▼

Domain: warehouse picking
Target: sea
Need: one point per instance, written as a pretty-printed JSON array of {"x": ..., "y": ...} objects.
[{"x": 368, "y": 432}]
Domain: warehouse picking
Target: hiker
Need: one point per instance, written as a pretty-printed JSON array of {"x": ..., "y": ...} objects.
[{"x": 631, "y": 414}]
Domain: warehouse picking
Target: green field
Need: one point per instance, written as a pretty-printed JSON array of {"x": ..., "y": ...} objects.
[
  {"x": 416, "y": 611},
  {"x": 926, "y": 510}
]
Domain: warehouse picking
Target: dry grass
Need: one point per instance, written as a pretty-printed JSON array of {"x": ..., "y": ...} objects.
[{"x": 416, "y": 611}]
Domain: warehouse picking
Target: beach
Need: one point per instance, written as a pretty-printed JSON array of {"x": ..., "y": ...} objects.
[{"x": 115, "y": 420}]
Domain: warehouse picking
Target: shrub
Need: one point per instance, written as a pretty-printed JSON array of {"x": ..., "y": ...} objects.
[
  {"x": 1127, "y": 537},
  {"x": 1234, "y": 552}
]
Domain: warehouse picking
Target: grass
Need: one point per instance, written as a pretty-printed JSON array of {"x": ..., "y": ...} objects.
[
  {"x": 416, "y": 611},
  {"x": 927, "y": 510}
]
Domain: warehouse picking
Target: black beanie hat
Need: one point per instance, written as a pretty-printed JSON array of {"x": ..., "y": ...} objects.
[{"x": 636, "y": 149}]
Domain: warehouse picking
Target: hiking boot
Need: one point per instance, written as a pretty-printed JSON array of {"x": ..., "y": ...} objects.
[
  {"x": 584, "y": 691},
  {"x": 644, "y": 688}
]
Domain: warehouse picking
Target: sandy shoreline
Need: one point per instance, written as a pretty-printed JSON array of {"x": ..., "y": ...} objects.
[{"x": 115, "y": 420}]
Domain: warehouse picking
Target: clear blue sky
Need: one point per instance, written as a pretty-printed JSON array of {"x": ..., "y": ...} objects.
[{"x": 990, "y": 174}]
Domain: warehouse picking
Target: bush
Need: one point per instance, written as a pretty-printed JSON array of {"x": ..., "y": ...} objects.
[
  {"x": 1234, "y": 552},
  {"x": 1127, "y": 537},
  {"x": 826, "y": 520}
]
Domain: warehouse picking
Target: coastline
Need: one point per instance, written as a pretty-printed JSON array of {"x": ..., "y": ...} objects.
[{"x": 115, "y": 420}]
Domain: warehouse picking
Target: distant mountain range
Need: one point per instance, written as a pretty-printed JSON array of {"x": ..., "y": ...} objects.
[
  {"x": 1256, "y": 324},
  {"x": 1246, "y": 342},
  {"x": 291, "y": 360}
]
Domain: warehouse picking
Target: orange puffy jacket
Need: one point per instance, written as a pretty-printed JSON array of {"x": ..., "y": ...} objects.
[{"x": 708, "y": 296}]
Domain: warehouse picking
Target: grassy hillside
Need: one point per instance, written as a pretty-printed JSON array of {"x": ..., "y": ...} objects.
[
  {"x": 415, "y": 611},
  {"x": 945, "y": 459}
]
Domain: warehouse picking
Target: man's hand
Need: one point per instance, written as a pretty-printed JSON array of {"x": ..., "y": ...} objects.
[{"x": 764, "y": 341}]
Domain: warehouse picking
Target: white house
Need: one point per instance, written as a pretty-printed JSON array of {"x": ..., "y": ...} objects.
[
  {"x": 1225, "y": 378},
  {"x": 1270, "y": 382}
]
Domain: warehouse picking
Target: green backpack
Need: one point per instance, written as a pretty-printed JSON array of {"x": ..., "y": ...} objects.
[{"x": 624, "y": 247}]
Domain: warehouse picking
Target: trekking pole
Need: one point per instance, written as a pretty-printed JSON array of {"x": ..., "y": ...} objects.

▲

→ **WHAT YOU HAVE TO DO**: Show every line from the entries above that contains the word "green". Case counts.

→ **SOLUTION**:
Target: green field
Target: green backpack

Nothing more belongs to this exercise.